**DIRECTIVE:** List every line in the rows below that contains the word "concrete".

**MATERIAL PROVIDED:**
※ ※ ※

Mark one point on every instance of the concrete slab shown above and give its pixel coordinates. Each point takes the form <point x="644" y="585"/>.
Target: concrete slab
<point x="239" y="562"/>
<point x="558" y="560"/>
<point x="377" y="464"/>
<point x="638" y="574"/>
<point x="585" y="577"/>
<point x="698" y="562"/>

※ ※ ※

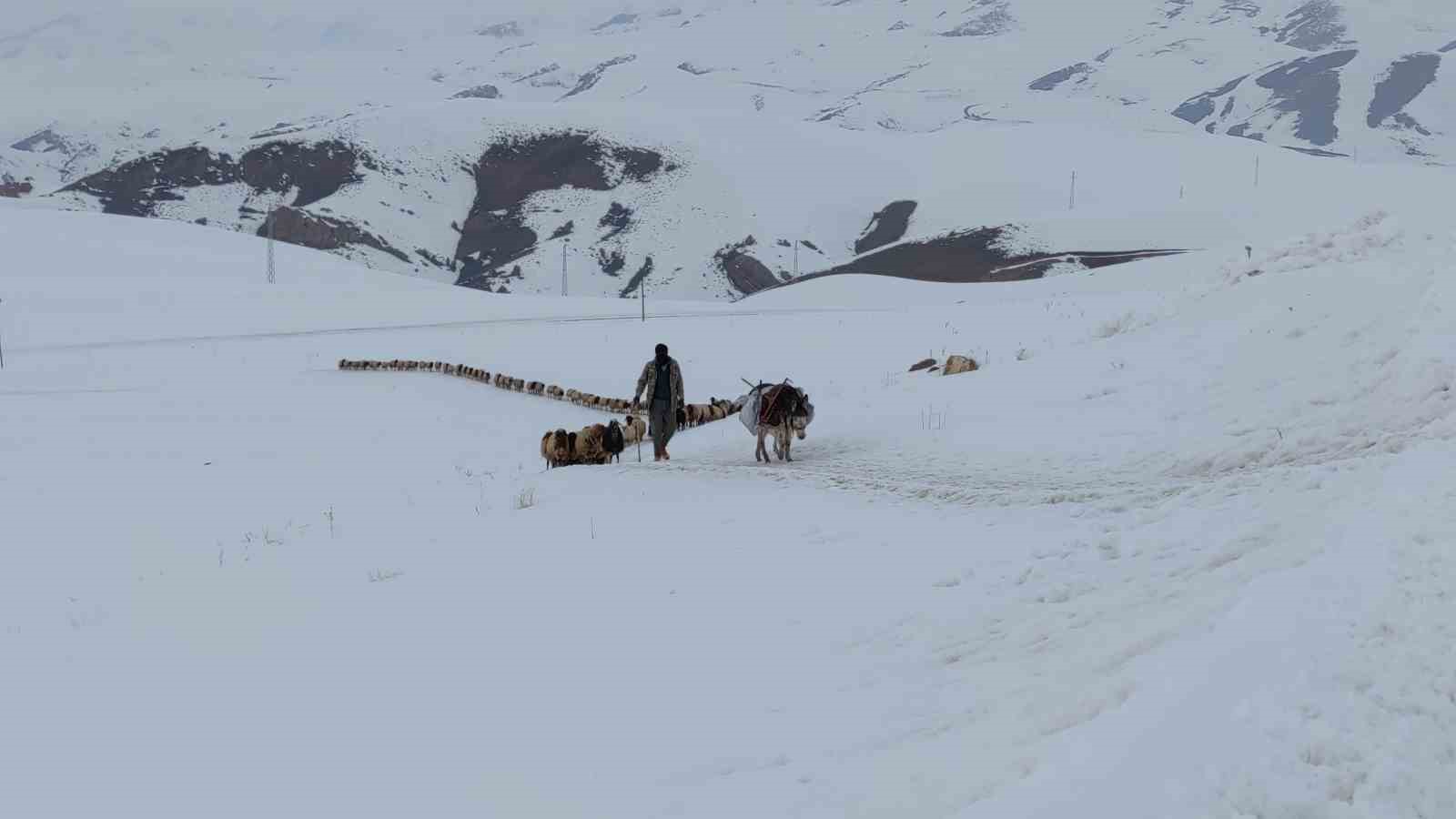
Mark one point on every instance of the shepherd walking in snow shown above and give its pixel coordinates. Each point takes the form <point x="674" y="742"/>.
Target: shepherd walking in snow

※ ※ ※

**TASK OUTPUT:**
Mark one point on every instance of the concrete slab shown above and give its pixel coordinates. Each point takes the form <point x="644" y="585"/>.
Target: concrete slab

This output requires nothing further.